### [Entries shown]
────────────────

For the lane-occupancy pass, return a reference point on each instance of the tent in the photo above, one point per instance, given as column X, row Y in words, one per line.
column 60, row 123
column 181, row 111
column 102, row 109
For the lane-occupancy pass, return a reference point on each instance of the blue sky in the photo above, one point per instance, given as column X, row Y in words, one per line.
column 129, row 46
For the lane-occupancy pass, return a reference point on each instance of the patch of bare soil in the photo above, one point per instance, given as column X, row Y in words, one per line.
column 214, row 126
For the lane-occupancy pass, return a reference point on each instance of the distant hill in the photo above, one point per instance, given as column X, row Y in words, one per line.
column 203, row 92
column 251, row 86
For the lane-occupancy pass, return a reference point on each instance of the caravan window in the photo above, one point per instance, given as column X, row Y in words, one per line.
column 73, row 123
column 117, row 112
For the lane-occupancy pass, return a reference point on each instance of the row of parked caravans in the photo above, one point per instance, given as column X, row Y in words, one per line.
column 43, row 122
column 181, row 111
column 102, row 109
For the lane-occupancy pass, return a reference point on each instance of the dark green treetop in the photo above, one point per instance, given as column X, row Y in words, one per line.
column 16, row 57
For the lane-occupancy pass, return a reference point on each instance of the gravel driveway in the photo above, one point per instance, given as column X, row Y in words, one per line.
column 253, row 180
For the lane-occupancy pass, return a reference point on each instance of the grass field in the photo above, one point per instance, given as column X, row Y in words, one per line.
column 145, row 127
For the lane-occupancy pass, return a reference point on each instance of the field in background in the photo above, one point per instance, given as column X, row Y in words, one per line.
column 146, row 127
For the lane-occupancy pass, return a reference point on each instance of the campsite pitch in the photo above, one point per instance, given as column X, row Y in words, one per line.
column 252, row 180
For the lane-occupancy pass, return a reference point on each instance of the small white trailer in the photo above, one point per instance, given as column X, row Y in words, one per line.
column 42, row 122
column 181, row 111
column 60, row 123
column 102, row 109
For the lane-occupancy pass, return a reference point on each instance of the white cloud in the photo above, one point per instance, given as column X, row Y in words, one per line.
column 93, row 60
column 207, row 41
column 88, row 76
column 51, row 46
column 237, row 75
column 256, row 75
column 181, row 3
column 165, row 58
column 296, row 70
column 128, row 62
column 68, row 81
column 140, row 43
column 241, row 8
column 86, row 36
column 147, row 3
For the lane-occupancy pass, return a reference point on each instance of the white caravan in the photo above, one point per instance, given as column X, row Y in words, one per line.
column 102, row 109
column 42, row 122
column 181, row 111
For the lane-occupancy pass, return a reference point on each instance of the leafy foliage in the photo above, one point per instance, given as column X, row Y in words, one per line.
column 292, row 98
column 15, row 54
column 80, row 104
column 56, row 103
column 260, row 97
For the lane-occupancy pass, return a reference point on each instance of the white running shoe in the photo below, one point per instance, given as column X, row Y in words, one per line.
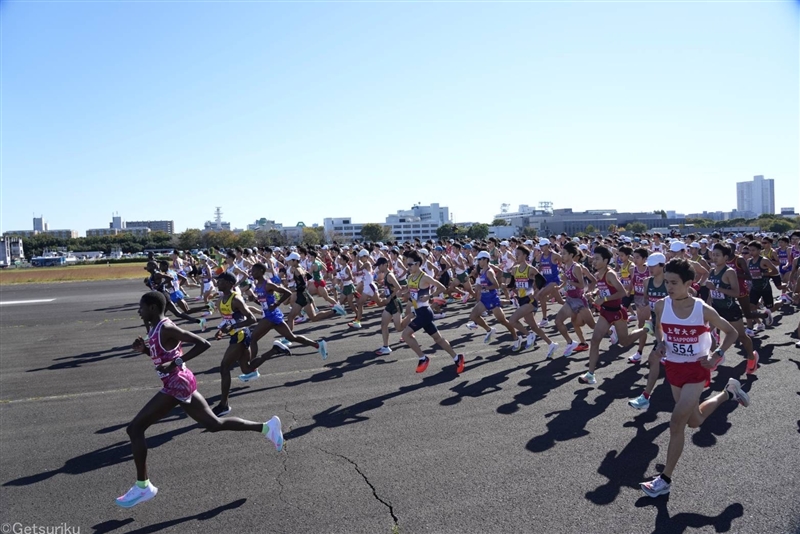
column 137, row 495
column 274, row 432
column 614, row 336
column 734, row 387
column 489, row 335
column 571, row 348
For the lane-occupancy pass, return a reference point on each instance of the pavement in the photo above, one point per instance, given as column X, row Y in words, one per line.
column 514, row 444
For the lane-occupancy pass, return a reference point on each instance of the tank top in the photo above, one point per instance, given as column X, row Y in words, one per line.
column 265, row 298
column 687, row 340
column 522, row 281
column 638, row 280
column 720, row 300
column 605, row 290
column 654, row 294
column 158, row 354
column 573, row 291
column 417, row 293
column 549, row 269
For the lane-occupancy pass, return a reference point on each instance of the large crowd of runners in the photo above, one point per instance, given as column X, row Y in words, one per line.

────────────────

### [Problem to work on]
Start at the line containing "of the pavement" and return each line up to and including the last line of the material.

### [Output of the exercise]
For the lane-occupancy pass, return a reference point on each instance of the pavement in the photo above, one point per instance, given as column X, row Y in words, one per line.
column 514, row 444
For the lane-occupancy pass, return a reference point on each instance of the tank top in the photo above, one point per instance, given as column X, row Y in words, one per line.
column 265, row 298
column 687, row 340
column 522, row 281
column 638, row 280
column 720, row 300
column 605, row 290
column 654, row 294
column 158, row 354
column 573, row 291
column 417, row 293
column 549, row 269
For the lane-occupancy pass, return a reference point on each instance of the large crowd of runners in the photo above, one point per instance, given as column X, row Y in words, one per line.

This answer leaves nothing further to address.